- **RECORDS FOR THE TASK**:
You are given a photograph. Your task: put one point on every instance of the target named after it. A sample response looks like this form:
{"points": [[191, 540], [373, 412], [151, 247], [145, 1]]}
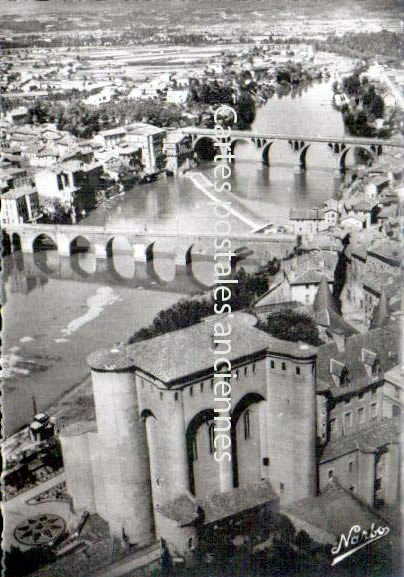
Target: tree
{"points": [[291, 326]]}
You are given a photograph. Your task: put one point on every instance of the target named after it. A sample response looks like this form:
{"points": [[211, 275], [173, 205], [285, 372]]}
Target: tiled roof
{"points": [[335, 323], [312, 276], [381, 313], [181, 353], [186, 509], [333, 511], [379, 433], [384, 342], [306, 214], [79, 428]]}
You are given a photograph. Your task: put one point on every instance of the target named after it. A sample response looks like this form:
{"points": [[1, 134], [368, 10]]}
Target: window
{"points": [[361, 415], [247, 424], [376, 371], [211, 432], [347, 420], [396, 411], [344, 380], [194, 449], [373, 410]]}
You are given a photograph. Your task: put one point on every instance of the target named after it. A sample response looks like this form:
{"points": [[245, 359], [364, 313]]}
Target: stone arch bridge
{"points": [[263, 141], [183, 248]]}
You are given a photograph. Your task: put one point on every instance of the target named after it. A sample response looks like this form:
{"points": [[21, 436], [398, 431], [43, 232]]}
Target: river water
{"points": [[55, 315]]}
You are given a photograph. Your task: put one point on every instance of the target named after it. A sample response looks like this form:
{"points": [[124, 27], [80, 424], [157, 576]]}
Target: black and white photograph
{"points": [[202, 206]]}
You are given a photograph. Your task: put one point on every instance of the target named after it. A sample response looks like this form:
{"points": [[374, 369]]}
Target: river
{"points": [[55, 319]]}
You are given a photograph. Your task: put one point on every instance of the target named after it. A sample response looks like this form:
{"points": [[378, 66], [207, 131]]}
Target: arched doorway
{"points": [[16, 242], [156, 473], [204, 148], [247, 424], [120, 251], [203, 468], [46, 257]]}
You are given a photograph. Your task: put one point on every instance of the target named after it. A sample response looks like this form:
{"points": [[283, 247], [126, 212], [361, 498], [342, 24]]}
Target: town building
{"points": [[20, 205], [178, 150], [151, 140], [307, 221], [297, 417]]}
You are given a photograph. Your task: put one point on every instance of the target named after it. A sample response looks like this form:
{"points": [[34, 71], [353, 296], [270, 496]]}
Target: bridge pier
{"points": [[140, 252], [100, 251], [27, 245], [299, 169], [63, 245]]}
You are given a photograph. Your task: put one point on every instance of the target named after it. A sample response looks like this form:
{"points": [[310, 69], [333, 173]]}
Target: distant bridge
{"points": [[183, 248], [339, 145]]}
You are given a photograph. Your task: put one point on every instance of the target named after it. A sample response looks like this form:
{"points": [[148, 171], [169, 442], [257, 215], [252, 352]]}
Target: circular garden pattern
{"points": [[40, 530]]}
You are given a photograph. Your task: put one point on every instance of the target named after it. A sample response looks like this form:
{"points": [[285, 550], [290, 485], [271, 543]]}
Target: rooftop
{"points": [[306, 214], [377, 434], [388, 250], [383, 341]]}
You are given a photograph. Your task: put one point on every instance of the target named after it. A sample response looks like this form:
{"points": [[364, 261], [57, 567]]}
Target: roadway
{"points": [[249, 134]]}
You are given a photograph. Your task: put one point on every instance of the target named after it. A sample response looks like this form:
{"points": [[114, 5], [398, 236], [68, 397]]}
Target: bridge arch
{"points": [[121, 262], [79, 244], [44, 242], [204, 147], [16, 241], [45, 253], [303, 154], [345, 151], [265, 152], [190, 268], [79, 248], [246, 431]]}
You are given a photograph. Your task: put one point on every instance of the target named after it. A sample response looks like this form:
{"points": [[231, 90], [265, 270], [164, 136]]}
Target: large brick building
{"points": [[149, 462]]}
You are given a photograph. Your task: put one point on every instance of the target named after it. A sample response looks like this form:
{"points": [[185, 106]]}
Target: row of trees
{"points": [[187, 312], [287, 325], [365, 107]]}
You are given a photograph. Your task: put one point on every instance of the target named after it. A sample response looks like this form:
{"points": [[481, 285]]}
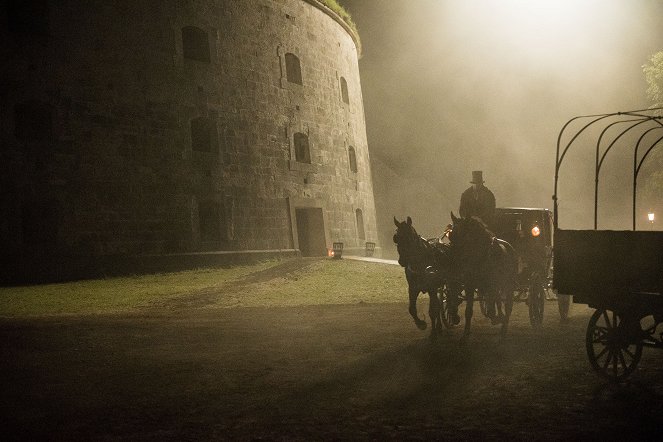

- **EXERCISE**:
Your reply should repeat the entries above exactly, leaving the pictures out.

- **ANSWER SPACE**:
You are given a photograph. Your task: put one point on every instance of the target named after it. A sample response looks like this form:
{"points": [[191, 540], [373, 412], [151, 247], [145, 1]]}
Target: tree
{"points": [[291, 326]]}
You are given a photograph. Your task: put one point on every instance of the target named after it. A sample response looks like this form:
{"points": [[211, 275], [173, 205], [285, 372]]}
Target: tiled roof
{"points": [[335, 323], [312, 276], [381, 313], [181, 353], [186, 509], [333, 511], [379, 433], [384, 342], [306, 214], [79, 428]]}
You are given a photograph. Your task: put one point on every instance of the target named after it. A sample response looks like this form:
{"points": [[1, 134], [368, 10]]}
Target: window
{"points": [[361, 415], [247, 424], [376, 371], [211, 432], [347, 420], [396, 411], [344, 380], [194, 449], [373, 410]]}
You are given a photograph. Your task: put one point on every instance of the target named after it. A sample response looks like this form:
{"points": [[245, 359], [364, 313]]}
Target: stone arch bridge
{"points": [[263, 141], [183, 248]]}
You are given a photograph. Your task: put one point on every instance of the target named after it. A sample response looks like this form:
{"points": [[21, 436], [398, 431], [43, 232]]}
Target: river water
{"points": [[55, 315]]}
You are given a photograph. Your task: put one point on every instance of the target named after it. A sample response looks like this form:
{"points": [[124, 27], [80, 424], [157, 576]]}
Target: black and white photograph
{"points": [[202, 206]]}
You are given a photograph. Your task: put one point on every instance of the target named after it. A sample response looks like this form:
{"points": [[374, 369]]}
Target: river
{"points": [[55, 319]]}
You are given a photograph. Your task: put one point on every instance of the target named after it. A sample response looks like this form:
{"points": [[378, 66], [207, 131]]}
Target: arched doorway
{"points": [[16, 242], [156, 473], [204, 148], [247, 424], [120, 251], [203, 468], [46, 257]]}
You are given a photograph. Your task: put one point on every instance of the target named after it. A sample response looks like this form:
{"points": [[283, 247], [126, 212], [361, 498], [342, 24]]}
Target: town building
{"points": [[20, 205], [178, 150], [151, 140], [307, 221], [297, 417]]}
You are given a photograph. Your task: put one point on every instance of the target named after it. A sample response looks like this form:
{"points": [[34, 71], [353, 296], [270, 496]]}
Target: bridge pier
{"points": [[140, 252], [100, 251], [27, 245], [299, 169], [63, 245]]}
You are given a photograph. Your task: put one point on every instance of the target named after it. A sample response looks like this form:
{"points": [[310, 69], [333, 173]]}
Target: distant bridge
{"points": [[183, 248], [339, 145]]}
You are given a photograph. Your task: put one point on every instance of the target named after it. A sample response looks like this form:
{"points": [[148, 171], [169, 442], [257, 215], [252, 352]]}
Target: circular garden pattern
{"points": [[40, 530]]}
You are given a photograph. Your task: put one point on every instance of the target named after it. A sample response looks like this form:
{"points": [[285, 550], [290, 485], [271, 543]]}
Target: rooftop
{"points": [[306, 214], [377, 434], [388, 250], [383, 341]]}
You are given a photograph. Your task: put one point on every instance of the target named after it. A sample response looks like this form:
{"points": [[364, 261], [57, 567]]}
Target: roadway
{"points": [[249, 134]]}
You are given a photograph. Your task: put one point on every instance of the target named after it. A sample response looks like this form:
{"points": [[114, 5], [398, 236], [68, 397]]}
Target: bridge arch
{"points": [[121, 262], [79, 244], [44, 242], [204, 147], [16, 241], [45, 253], [303, 154], [345, 151], [265, 152], [190, 268], [79, 248], [246, 431]]}
You are given a photograph. Your task: put one point on every instance of the target named after it. A sample response looks like this form:
{"points": [[231, 90], [265, 270], [164, 136]]}
Target: large brick building
{"points": [[149, 462]]}
You are given a photograph. Your task: put one point on every instance of the target named after it. A sample response looks like this form:
{"points": [[185, 106]]}
Target: row of trees
{"points": [[187, 312], [287, 325], [365, 107]]}
You are given a photograph. Your task: put one point on every instance of the target named after it. A sample response looks like this form:
{"points": [[481, 285]]}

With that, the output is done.